- Исходные данные

---+---

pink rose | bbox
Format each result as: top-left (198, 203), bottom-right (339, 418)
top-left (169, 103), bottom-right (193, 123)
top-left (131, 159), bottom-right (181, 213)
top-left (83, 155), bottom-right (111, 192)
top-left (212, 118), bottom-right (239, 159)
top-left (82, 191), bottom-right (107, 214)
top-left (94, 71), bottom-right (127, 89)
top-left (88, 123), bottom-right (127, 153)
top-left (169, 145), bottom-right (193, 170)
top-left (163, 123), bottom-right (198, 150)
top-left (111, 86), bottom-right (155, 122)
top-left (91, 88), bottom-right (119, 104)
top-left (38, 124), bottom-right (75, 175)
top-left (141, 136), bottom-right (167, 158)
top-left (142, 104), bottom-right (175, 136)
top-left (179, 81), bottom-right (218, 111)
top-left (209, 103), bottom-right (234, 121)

---+---

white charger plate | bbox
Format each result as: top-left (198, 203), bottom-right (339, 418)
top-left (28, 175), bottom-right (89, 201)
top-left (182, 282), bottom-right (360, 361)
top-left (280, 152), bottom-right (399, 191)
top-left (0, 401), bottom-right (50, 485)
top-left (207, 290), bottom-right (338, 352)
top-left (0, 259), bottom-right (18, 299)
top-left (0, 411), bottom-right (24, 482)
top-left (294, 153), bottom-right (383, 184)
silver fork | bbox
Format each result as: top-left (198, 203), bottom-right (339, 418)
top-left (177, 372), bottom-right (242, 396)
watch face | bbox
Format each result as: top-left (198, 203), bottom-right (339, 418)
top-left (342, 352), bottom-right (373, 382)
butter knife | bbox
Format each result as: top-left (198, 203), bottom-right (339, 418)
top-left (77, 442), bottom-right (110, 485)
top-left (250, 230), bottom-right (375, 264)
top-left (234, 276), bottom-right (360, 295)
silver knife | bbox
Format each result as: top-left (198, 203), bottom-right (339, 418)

---+---

- Условие задачи
Можете переписать строки, начиная со строки с «pink rose | bbox» и заканчивая строкой с «top-left (209, 103), bottom-right (234, 121)» включительно, заменив «pink rose» на «red tulip» и оставив всё остальное без изменений?

- Решение задачи
red tulip | bbox
Format each result as: top-left (198, 203), bottom-right (339, 418)
top-left (169, 103), bottom-right (193, 123)
top-left (131, 159), bottom-right (181, 213)
top-left (83, 155), bottom-right (111, 192)
top-left (212, 118), bottom-right (239, 159)
top-left (82, 191), bottom-right (107, 214)
top-left (94, 71), bottom-right (127, 89)
top-left (88, 123), bottom-right (127, 153)
top-left (169, 145), bottom-right (193, 170)
top-left (163, 123), bottom-right (198, 150)
top-left (111, 86), bottom-right (155, 122)
top-left (91, 88), bottom-right (119, 104)
top-left (38, 124), bottom-right (75, 175)
top-left (141, 136), bottom-right (167, 158)
top-left (142, 104), bottom-right (175, 136)
top-left (179, 81), bottom-right (218, 111)
top-left (209, 103), bottom-right (234, 121)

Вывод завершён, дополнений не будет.